**Data records**
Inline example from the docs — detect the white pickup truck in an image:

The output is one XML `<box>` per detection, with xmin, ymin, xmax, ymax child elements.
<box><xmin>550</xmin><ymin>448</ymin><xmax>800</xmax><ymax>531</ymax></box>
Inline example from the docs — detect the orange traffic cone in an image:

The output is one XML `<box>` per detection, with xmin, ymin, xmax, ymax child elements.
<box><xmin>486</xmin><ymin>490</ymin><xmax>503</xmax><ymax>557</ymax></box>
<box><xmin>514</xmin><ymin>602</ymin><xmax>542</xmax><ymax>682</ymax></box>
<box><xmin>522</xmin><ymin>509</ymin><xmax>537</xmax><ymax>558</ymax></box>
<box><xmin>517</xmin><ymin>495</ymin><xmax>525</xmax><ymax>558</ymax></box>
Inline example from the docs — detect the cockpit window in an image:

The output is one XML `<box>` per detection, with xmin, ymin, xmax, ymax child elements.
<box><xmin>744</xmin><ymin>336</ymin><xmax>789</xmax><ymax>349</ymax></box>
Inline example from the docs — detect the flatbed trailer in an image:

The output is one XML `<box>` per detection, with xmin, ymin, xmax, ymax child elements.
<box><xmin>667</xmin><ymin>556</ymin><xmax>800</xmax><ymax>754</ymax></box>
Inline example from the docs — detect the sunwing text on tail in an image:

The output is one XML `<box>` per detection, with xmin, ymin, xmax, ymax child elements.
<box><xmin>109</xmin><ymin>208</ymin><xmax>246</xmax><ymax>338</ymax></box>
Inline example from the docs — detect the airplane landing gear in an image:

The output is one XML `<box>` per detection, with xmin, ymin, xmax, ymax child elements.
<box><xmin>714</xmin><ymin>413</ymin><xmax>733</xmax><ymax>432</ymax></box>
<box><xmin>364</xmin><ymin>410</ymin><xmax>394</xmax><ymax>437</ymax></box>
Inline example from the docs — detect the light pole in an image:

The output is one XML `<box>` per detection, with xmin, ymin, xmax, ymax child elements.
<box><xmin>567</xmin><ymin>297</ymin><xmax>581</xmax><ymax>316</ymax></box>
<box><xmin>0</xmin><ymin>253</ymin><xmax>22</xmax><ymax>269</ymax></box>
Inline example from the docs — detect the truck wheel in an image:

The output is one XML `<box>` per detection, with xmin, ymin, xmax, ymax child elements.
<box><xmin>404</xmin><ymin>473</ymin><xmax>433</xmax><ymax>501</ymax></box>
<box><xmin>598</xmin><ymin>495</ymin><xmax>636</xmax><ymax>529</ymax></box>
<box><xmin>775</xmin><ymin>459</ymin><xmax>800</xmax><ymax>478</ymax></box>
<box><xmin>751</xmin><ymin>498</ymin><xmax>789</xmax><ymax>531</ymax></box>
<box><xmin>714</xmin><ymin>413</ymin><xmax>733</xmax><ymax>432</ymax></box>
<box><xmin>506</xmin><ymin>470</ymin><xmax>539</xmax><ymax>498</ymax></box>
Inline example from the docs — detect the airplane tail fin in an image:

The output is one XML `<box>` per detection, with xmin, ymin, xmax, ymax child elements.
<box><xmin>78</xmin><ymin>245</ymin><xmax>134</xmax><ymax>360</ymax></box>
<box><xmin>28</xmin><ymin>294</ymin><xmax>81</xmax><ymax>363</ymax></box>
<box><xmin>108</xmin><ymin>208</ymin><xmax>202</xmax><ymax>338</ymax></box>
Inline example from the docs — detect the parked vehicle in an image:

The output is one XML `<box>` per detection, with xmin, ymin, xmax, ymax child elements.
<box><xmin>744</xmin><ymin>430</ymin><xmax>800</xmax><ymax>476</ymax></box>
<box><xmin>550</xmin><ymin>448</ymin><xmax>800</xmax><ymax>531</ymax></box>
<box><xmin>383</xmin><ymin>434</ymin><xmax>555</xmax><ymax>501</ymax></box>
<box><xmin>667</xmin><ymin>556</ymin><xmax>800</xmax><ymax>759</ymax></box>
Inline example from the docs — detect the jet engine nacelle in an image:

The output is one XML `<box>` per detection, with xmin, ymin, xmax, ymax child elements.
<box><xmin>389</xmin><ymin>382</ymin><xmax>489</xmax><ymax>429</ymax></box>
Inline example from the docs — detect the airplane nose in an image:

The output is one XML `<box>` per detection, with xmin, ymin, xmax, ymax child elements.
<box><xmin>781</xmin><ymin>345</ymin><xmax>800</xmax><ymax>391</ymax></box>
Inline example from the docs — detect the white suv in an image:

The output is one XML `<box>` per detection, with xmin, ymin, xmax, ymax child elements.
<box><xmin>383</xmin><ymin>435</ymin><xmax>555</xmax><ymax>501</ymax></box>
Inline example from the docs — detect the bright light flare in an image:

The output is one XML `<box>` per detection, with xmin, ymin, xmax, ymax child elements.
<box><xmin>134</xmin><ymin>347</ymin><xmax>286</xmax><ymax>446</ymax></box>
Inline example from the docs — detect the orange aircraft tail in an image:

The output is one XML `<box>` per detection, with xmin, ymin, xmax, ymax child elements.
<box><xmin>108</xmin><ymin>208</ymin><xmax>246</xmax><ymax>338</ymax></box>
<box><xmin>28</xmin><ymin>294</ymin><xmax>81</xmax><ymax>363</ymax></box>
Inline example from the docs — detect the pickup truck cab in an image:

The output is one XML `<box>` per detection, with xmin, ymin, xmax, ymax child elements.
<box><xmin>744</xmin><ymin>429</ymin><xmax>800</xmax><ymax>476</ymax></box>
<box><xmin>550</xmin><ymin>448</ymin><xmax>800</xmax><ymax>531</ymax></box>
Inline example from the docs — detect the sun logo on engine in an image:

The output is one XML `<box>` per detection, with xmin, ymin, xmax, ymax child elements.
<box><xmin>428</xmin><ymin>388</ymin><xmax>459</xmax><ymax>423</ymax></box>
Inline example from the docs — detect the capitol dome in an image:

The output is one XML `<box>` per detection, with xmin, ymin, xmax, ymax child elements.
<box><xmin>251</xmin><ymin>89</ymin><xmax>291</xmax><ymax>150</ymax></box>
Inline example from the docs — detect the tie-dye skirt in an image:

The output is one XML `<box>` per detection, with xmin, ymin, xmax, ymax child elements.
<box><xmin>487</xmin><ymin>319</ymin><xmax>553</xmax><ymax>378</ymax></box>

**Task to carry out**
Locate each line in the items above that contains the string "light" and copy those lines. Case counts.

**Finished task**
Inline example from the docs — detect the light pole in an image:
Inline example from the docs — detect the bright light flare in an image:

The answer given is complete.